STORED RECORDS:
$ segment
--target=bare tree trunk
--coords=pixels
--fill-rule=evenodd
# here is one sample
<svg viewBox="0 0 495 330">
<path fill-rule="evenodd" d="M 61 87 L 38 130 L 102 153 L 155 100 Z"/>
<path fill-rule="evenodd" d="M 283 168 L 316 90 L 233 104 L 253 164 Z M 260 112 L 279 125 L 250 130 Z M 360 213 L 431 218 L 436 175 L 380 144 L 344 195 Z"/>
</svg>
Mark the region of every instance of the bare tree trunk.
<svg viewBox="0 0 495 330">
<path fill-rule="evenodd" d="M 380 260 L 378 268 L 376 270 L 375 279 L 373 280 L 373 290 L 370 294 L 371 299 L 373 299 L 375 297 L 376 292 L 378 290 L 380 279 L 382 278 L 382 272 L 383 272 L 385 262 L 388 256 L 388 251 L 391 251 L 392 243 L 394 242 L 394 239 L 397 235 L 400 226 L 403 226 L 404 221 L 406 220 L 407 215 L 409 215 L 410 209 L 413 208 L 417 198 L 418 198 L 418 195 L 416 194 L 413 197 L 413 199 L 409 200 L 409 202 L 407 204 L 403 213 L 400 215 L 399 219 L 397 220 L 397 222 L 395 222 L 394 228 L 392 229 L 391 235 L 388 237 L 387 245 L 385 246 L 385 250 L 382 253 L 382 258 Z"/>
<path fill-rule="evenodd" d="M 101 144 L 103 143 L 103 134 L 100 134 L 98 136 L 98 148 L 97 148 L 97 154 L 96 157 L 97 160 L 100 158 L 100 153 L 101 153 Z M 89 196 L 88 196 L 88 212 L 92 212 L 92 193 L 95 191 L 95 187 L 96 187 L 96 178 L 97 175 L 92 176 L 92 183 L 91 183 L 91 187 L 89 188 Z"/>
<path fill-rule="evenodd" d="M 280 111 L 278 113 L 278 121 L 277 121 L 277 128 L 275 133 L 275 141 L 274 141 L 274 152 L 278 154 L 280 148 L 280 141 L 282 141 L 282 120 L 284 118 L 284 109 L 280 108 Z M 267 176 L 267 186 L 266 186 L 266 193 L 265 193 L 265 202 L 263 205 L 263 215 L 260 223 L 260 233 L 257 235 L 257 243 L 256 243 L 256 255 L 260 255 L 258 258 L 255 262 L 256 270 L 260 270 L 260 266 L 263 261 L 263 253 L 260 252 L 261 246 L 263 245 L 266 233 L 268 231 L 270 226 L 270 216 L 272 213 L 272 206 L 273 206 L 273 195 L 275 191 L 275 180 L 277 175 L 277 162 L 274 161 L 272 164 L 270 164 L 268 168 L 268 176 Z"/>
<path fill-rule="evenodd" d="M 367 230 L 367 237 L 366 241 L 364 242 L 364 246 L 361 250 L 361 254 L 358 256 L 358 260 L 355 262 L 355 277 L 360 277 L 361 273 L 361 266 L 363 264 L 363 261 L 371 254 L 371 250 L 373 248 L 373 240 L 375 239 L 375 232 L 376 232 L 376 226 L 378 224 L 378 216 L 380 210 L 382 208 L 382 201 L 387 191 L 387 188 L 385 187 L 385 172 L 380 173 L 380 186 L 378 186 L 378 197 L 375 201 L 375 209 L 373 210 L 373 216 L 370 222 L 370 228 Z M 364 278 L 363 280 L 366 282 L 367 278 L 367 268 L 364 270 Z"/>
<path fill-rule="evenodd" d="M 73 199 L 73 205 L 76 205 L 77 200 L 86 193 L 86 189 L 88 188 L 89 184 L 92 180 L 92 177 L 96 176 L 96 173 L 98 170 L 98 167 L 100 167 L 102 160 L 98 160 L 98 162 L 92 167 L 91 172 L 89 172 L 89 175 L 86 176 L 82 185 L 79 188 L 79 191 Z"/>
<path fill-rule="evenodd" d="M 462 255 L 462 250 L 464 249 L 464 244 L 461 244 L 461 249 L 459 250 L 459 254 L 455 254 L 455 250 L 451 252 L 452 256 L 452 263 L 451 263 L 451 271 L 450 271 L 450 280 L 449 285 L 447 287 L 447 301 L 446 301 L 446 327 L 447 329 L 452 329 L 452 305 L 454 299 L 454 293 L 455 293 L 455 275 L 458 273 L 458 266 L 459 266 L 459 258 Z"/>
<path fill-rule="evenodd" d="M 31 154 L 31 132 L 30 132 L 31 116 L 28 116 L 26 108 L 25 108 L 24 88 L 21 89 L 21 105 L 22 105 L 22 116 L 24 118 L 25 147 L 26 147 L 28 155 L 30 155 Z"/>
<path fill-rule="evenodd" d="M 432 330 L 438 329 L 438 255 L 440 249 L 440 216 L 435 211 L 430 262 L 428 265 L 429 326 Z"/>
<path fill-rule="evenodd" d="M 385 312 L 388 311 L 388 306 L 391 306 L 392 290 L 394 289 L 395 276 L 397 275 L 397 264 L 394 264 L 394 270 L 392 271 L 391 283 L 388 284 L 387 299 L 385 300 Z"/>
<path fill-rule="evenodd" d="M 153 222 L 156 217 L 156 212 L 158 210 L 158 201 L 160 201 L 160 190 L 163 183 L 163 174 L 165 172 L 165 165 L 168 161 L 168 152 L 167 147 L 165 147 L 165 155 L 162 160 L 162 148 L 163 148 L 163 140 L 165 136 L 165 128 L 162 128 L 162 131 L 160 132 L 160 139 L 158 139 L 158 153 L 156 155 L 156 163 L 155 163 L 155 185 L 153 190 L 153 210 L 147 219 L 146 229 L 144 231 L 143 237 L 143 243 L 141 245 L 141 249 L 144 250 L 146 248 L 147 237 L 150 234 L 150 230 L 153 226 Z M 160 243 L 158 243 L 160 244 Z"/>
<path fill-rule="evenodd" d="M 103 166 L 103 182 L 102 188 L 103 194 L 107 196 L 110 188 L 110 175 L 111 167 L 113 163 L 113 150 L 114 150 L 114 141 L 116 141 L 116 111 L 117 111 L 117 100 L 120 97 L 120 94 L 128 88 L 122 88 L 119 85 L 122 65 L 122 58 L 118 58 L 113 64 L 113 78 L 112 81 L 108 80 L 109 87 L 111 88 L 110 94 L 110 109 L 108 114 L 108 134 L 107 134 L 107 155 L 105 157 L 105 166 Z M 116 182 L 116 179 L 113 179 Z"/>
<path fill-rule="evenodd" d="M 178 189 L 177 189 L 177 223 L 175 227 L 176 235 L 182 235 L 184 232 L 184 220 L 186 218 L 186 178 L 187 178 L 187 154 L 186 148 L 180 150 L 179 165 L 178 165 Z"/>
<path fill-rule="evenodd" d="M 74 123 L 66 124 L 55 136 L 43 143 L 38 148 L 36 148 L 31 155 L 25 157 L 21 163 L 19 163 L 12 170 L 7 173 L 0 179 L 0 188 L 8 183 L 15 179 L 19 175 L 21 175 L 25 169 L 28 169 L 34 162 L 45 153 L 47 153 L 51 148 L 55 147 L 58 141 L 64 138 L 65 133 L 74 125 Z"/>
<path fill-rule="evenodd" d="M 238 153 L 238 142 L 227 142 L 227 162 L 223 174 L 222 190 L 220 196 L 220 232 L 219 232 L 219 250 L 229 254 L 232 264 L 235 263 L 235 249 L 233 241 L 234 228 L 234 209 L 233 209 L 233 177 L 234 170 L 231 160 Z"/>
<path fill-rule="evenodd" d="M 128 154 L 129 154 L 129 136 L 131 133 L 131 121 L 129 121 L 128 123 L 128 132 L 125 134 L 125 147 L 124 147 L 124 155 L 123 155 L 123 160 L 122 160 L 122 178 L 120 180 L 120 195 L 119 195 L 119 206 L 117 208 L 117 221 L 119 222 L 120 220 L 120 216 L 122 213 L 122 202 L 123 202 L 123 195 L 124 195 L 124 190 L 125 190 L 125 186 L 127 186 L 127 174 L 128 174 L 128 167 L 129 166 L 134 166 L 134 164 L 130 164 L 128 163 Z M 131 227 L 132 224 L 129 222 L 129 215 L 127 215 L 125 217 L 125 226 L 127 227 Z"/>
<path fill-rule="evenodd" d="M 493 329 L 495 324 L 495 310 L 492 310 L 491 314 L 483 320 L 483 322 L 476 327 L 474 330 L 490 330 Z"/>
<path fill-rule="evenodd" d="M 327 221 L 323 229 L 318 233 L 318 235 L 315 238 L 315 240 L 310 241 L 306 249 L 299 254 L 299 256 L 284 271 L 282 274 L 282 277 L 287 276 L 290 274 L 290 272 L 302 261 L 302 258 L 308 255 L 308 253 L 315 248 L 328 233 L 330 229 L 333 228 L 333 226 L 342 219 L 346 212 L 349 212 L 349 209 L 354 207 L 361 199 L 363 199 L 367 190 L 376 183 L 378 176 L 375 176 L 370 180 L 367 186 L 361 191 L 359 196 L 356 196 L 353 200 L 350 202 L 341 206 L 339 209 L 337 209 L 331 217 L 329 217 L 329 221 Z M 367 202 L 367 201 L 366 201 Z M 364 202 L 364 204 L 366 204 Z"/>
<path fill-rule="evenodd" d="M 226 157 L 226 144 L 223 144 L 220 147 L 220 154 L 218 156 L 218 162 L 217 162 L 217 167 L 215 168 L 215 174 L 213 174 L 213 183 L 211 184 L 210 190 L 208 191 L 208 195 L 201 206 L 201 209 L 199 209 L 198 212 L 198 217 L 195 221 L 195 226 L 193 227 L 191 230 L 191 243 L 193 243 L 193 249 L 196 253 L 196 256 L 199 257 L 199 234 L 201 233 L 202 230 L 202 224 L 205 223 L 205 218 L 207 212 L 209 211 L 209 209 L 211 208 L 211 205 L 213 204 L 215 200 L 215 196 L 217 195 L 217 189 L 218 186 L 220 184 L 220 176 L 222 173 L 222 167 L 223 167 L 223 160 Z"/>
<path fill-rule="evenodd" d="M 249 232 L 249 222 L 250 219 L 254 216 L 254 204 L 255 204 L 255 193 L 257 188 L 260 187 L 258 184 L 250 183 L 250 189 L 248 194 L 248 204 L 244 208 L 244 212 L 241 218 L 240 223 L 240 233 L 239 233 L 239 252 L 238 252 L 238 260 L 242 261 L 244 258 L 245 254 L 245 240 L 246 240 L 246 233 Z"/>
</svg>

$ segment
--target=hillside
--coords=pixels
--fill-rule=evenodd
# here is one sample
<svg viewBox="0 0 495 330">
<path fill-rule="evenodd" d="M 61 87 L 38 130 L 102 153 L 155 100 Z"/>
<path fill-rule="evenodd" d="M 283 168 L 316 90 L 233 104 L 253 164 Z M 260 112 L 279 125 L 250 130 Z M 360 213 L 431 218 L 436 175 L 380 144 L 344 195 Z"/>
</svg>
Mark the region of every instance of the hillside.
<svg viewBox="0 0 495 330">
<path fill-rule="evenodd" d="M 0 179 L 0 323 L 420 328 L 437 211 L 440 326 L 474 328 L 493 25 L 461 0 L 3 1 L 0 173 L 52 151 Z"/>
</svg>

AIM OF THE TASK: Count the lines in the entries above that contain the word "every", where case counts, and give only the number.

ANSWER FOR THE TASK: 2